Texto citado:
______
Não sei quem você se tornou. Nem sei mais com quem convivo. Se com o dono da mão que afagava, ou dessa mão que hoje profana. Se com aquele que sonhava com o futuro, ou com esse que hoje tenta viver a todo custo um passado que não teve.
Nem sei com quem falo quando escuto argumentos imbecis e palavras vazias de alguém que costumava ser sábio e ponderado. Não sei onde foi parar o equilíbrio, frente a tanta alteração de espírito. Não sei onde foi parar a unção frente ao oco da alma.
Não sei onde foram parar os conselhos, dentre tantas maldições. Nem muito menos sei onde se esconderam as historinhas antes de dormir, dentre tanta música vazia que hoje enchem seus ouvidos.
Nunca soube por onde andavam seus pensamentos naquela época – minha ingenuidade não permitia tal reflexão. Mas hoje eu tremo ao imaginar o quão podre, obscuro e fétido provavelmente é o lugar onde atualmente estejam pairando os seus pensamentos.
Me aterroriza o fato de termos o mesmo sangue. Me aterroriza o fato de ver você ao me olhar no espelho. Medo de ser uma você em construção. Medo de ter de cometer todos os seus erros. Me assusta escutar teu tom na minha voz. Me amedronta ver os movimentos das tuas mãos nas minhas. Já dizia o poeta que existe mais de você em mim do que um dia eu poderia (ou desejaria) imaginar – rezo a Deus todos os dias para me livrar dessa sina. Pois se eu estou me tornando você, creio que estou mais adiantada no processo degenerativo pelo qual você sofreu. Minha vantagem é estar a par da transformação e assim poder impedi-la – ou pelo menos tentar, e tentar, e tentar...
______
Objetivo A: No texto citado, o que a voz diz não saber "onde foi parar" ou "onde foram parar"?
As entradas não têm nenhuma relação com o texto citado.
______
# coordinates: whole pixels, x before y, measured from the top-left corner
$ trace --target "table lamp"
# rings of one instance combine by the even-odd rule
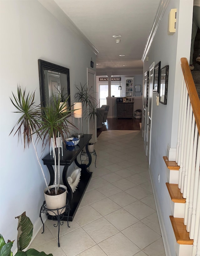
[[[80,138],[83,137],[84,135],[82,133],[82,103],[81,102],[76,102],[74,103],[73,105],[73,116],[74,118],[74,118],[78,119],[78,133],[75,133],[74,135],[74,137],[76,138]],[[80,119],[81,125],[80,126]]]

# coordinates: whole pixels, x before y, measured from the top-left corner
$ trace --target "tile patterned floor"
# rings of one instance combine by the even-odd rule
[[[71,227],[61,227],[60,247],[49,220],[31,247],[54,256],[165,256],[141,132],[103,131],[95,150],[97,168],[93,158]]]

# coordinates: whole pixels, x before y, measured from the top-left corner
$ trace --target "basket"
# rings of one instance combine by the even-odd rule
[[[142,118],[142,110],[141,109],[137,109],[135,110],[135,118],[136,119],[140,119]]]

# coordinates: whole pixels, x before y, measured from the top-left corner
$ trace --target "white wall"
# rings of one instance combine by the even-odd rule
[[[161,61],[161,67],[169,65],[167,104],[156,105],[153,93],[152,120],[151,145],[150,169],[156,197],[166,228],[171,255],[175,255],[173,231],[169,217],[172,215],[169,199],[165,183],[168,181],[165,173],[162,156],[166,156],[168,144],[175,147],[177,142],[178,111],[182,79],[181,58],[189,59],[190,49],[192,0],[169,1],[166,11],[156,34],[149,52],[149,61],[144,63],[144,72],[149,69],[153,61]],[[171,9],[177,8],[176,31],[173,35],[167,34],[168,15]],[[160,175],[160,182],[158,175]],[[167,243],[168,241],[167,241]]]
[[[7,240],[17,238],[15,216],[26,211],[33,223],[37,220],[45,186],[32,147],[24,151],[17,136],[9,136],[19,116],[12,113],[16,110],[9,99],[12,92],[16,94],[18,84],[27,91],[36,89],[35,103],[40,103],[38,59],[41,59],[69,69],[72,101],[75,84],[86,82],[87,68],[91,57],[95,67],[96,57],[67,24],[63,26],[37,1],[1,1],[0,14],[0,229]],[[48,152],[45,149],[43,156]],[[15,242],[13,250],[16,248]]]

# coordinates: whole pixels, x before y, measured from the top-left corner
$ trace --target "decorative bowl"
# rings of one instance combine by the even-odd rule
[[[80,140],[78,138],[68,138],[65,139],[67,146],[75,146],[78,143]]]

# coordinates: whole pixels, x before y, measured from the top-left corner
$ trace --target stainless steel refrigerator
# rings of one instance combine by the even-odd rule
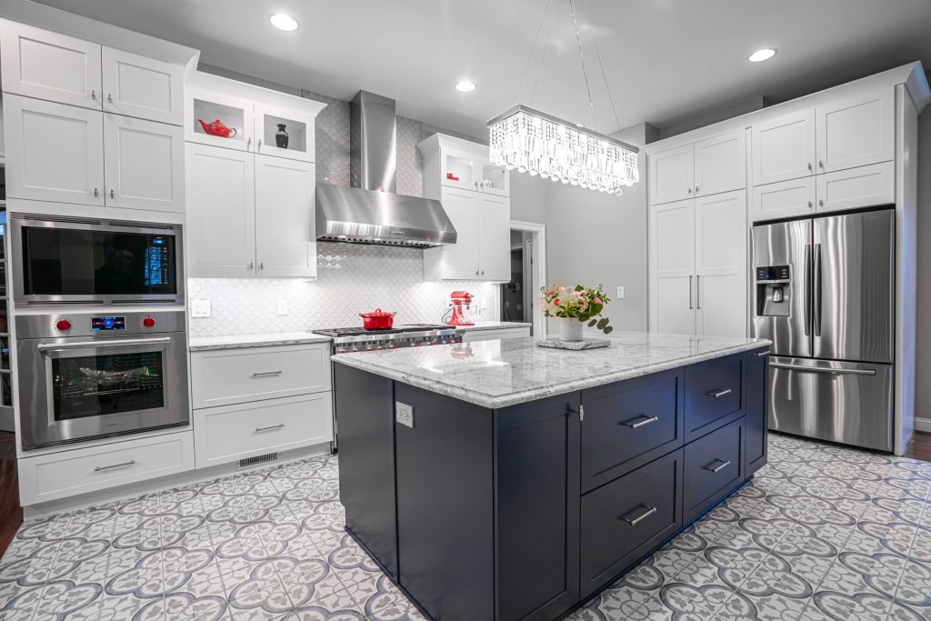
______
Objetivo B: Quantas linhas das entradas contêm a palavra "target", levando em conta maiúsculas e minúsculas? Informe só o número.

Resposta A: O equilíbrio, a unção e os conselhos.

Resposta B: 6